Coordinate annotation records
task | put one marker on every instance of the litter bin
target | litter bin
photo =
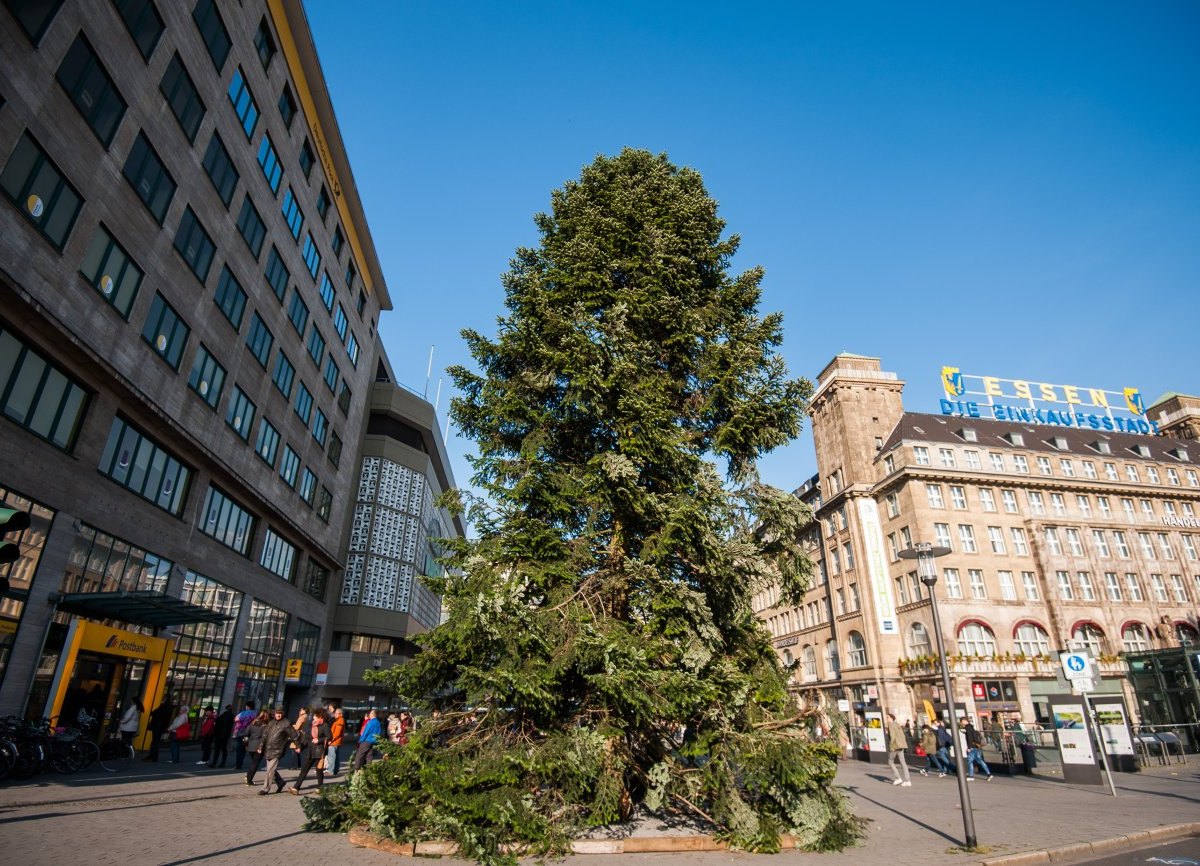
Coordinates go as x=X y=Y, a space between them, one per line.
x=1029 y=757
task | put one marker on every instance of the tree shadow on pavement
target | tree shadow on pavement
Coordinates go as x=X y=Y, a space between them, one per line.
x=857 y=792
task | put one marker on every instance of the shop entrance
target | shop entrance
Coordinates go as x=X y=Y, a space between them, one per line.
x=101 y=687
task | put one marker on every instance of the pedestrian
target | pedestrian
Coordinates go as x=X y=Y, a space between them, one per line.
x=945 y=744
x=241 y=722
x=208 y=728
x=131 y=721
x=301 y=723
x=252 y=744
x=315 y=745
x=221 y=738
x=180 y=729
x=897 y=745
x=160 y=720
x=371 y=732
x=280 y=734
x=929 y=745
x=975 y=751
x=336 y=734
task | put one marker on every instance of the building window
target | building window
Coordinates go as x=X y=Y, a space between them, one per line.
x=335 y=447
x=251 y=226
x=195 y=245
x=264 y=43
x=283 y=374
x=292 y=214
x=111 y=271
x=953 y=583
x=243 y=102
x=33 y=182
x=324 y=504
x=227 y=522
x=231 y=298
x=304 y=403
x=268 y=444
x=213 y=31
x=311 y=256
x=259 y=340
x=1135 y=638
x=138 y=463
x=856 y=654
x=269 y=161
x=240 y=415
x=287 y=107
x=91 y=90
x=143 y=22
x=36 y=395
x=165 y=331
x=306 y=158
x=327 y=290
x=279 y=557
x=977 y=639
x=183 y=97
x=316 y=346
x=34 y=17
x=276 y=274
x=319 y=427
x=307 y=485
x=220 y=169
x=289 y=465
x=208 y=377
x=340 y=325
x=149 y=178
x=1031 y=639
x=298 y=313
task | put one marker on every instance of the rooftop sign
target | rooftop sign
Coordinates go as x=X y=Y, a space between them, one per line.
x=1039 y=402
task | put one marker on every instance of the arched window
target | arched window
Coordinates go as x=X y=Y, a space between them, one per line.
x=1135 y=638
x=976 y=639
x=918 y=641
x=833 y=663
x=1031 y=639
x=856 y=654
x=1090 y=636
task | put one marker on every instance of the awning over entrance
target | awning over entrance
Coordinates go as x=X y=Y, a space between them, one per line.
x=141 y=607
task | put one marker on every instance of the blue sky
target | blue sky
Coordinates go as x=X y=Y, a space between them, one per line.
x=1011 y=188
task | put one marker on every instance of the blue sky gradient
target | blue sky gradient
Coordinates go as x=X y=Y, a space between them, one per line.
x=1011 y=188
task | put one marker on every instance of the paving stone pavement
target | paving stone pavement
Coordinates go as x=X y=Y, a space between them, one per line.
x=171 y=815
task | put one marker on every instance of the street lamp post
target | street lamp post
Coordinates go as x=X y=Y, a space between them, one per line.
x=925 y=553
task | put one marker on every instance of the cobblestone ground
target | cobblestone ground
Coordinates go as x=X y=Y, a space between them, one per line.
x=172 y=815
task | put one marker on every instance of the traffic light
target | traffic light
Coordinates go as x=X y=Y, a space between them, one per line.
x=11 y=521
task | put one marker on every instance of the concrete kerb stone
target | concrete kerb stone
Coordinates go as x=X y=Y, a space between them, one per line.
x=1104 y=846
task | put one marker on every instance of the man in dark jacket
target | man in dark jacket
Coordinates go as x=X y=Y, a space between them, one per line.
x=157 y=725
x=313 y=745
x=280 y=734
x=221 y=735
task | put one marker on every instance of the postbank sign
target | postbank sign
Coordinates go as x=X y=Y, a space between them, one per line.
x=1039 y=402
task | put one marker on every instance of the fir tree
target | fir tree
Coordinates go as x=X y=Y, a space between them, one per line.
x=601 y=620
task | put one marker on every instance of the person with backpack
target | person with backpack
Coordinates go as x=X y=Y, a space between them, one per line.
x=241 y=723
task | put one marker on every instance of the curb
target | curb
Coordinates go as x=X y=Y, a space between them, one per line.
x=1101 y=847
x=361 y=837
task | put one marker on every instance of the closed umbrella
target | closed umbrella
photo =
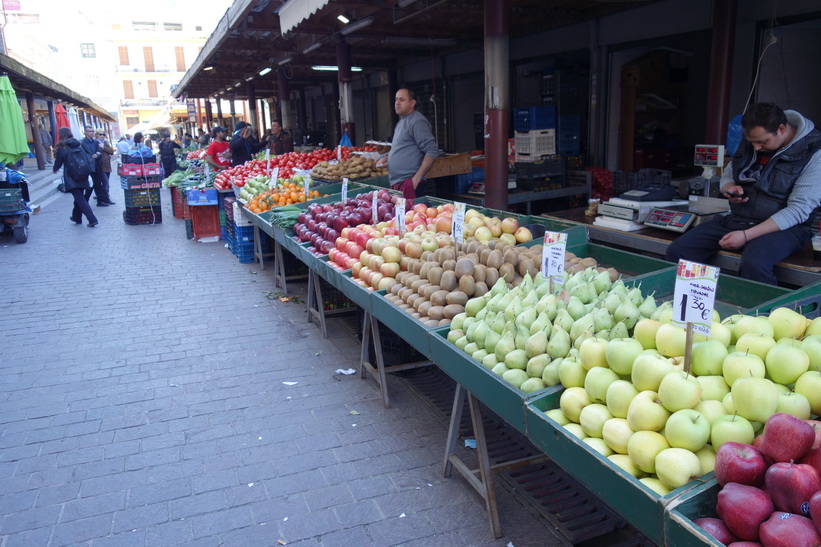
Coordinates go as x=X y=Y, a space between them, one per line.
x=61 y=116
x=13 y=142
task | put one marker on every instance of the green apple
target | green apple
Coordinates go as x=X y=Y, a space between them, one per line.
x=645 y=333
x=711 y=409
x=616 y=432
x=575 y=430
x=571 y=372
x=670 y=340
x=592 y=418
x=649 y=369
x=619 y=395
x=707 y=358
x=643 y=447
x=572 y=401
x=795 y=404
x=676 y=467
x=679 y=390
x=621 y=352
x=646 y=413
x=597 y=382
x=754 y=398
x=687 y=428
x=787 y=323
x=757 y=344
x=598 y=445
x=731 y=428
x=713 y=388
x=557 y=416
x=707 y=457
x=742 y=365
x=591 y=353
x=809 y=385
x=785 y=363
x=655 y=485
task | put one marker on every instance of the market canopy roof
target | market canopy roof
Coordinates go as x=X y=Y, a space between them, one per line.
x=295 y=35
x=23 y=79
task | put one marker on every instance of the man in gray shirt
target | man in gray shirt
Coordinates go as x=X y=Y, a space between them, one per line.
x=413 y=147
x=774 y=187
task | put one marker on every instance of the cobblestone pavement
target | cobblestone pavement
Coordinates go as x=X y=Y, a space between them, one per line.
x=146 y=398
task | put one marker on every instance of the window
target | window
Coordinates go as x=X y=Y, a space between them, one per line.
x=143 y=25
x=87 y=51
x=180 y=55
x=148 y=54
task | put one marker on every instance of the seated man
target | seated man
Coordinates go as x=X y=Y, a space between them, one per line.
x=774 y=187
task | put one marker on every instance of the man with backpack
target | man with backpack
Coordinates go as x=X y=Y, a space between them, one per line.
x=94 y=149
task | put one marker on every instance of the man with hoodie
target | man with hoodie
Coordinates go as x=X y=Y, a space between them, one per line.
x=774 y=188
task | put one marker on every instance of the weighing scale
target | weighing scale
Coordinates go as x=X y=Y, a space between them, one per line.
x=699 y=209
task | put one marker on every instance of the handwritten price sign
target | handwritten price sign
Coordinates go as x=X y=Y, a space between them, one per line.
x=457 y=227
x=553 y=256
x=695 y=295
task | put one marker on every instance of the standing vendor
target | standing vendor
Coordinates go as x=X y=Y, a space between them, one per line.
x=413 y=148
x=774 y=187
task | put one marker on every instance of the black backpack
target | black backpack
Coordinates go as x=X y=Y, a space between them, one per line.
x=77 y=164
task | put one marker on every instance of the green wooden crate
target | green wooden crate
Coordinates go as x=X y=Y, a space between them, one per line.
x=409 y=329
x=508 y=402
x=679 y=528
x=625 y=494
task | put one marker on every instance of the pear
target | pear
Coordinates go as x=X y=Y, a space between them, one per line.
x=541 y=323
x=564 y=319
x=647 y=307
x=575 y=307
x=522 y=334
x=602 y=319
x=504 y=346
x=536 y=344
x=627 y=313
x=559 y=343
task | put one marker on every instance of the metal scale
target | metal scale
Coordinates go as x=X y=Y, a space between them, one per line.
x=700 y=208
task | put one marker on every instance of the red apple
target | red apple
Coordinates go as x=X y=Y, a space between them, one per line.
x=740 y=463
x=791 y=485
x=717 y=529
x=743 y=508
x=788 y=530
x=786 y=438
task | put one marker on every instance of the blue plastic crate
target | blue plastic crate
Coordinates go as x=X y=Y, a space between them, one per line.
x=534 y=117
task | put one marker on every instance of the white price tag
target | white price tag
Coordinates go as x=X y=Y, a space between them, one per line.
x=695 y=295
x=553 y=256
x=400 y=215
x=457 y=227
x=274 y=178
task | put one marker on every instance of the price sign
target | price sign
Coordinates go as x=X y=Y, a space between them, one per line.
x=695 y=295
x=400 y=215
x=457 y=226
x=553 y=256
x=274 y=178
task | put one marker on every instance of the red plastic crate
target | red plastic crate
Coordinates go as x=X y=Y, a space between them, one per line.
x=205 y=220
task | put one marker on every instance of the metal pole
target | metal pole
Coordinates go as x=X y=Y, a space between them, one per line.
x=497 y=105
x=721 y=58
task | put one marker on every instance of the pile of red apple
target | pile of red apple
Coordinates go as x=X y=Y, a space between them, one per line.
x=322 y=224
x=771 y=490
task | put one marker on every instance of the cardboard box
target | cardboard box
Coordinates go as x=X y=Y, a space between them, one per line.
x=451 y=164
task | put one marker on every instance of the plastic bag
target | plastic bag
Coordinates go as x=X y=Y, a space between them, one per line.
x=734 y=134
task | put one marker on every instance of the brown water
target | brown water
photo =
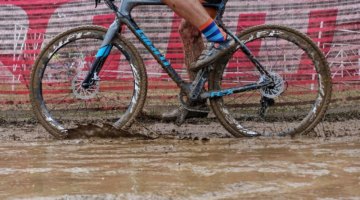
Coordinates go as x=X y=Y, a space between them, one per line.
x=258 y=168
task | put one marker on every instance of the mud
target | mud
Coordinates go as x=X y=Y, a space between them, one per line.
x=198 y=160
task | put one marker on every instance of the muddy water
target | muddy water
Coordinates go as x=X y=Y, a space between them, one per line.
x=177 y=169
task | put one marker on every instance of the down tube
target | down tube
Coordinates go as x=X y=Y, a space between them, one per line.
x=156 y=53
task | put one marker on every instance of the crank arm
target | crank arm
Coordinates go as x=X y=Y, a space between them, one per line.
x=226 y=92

(To do) Reproduce the listing's lines unchanged, beginning with the line containing "task | put one marker on every instance of the crank" and continuing to the end of the listing.

(Answer to the task)
task | put one marker on every instance of the crank arm
target | crank arm
Coordinates go as x=X y=Y, a space between them, one per line.
x=226 y=92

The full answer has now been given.